Starting at the line with "instance of tree", set down each line of the entries below through the last one, exactly as it stands.

Referring expression grounding data:
%%
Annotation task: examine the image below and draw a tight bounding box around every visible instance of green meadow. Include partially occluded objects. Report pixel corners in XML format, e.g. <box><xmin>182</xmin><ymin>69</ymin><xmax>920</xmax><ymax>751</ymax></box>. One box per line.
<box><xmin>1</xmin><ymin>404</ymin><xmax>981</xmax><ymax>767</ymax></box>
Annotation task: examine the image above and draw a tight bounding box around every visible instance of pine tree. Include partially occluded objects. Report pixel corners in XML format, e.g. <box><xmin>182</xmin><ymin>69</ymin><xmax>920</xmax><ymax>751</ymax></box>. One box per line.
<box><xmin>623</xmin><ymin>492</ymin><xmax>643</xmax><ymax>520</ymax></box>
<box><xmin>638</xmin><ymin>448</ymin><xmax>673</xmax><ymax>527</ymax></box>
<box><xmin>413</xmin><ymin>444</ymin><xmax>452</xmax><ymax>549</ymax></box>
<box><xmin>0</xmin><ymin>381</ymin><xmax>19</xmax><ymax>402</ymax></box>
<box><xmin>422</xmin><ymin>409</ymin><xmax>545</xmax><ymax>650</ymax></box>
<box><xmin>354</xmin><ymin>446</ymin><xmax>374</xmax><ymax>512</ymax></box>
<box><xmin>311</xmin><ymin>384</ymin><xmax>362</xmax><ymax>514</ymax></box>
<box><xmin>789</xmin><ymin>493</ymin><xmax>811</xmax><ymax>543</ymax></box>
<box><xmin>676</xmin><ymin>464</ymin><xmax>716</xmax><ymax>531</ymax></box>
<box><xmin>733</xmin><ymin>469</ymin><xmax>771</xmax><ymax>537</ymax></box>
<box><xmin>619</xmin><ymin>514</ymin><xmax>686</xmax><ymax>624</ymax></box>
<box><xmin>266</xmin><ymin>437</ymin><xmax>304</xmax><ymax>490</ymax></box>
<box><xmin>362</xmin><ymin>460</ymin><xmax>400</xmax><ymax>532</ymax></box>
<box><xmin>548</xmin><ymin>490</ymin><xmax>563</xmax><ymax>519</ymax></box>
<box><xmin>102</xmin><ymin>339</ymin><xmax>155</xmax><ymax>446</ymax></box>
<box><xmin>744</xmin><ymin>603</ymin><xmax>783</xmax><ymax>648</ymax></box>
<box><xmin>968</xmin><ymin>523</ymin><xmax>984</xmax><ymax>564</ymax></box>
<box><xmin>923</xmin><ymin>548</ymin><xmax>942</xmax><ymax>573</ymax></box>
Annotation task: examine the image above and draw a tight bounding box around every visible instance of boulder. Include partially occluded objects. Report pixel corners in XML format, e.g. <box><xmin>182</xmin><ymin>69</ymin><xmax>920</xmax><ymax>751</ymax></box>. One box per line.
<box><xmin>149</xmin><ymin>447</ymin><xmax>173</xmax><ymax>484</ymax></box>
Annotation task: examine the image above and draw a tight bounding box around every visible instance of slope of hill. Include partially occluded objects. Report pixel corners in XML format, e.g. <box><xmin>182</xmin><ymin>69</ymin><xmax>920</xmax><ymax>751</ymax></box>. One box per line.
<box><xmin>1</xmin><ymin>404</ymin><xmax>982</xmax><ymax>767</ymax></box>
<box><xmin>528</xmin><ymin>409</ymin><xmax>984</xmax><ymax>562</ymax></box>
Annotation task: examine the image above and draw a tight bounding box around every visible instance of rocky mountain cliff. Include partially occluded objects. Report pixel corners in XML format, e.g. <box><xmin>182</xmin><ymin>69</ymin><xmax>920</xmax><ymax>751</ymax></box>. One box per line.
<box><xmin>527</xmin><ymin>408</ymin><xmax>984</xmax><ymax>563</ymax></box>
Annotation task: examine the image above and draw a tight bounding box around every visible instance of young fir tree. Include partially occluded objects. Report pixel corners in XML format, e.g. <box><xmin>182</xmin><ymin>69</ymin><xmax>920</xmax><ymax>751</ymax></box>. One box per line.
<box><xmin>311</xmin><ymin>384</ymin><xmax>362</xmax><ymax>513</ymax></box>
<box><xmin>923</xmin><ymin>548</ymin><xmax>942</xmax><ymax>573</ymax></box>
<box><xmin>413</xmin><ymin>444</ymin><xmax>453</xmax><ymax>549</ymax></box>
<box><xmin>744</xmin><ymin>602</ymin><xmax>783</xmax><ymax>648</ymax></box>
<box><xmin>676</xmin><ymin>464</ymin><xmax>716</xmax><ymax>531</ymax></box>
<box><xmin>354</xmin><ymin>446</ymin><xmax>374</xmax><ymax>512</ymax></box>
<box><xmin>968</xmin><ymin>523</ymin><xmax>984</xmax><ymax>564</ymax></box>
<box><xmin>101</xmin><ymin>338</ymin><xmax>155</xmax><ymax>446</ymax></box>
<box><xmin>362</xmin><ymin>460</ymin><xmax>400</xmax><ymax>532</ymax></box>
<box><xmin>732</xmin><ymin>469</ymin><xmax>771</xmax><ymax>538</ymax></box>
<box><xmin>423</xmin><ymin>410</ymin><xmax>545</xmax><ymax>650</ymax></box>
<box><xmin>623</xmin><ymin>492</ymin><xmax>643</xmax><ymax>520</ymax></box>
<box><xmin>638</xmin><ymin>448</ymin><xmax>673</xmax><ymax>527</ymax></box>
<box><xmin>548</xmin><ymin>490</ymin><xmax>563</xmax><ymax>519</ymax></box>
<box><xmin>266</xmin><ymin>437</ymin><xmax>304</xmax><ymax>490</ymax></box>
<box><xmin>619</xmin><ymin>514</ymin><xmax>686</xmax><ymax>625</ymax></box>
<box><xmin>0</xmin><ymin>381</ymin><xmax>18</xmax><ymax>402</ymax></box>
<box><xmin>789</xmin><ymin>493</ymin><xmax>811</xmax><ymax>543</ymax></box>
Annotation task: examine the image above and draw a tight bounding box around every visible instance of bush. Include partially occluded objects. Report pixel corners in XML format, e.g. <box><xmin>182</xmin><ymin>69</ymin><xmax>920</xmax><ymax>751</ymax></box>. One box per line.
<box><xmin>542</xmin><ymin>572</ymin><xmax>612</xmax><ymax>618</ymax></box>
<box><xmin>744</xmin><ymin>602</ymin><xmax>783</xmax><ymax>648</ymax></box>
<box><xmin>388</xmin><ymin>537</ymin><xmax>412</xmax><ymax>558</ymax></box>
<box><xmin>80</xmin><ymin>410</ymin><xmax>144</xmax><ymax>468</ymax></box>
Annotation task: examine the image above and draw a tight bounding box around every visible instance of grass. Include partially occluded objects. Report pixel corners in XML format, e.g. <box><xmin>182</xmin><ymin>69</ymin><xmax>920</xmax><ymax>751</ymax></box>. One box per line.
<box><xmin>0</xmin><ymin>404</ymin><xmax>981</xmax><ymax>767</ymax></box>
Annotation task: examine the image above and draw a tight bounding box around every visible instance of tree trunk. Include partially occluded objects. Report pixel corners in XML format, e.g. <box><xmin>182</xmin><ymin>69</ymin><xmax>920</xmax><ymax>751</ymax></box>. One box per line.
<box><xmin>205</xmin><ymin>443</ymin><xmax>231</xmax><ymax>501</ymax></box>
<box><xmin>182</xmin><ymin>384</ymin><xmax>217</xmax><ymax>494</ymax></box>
%%
Finished task:
Annotation task: examine the image above and draw a tight bounding box around every visible instance of tree trunk. Include partially occluded objects. Report pixel corners in XML format, e.g. <box><xmin>182</xmin><ymin>69</ymin><xmax>920</xmax><ymax>751</ymax></box>. One box per line.
<box><xmin>205</xmin><ymin>443</ymin><xmax>231</xmax><ymax>501</ymax></box>
<box><xmin>182</xmin><ymin>384</ymin><xmax>217</xmax><ymax>494</ymax></box>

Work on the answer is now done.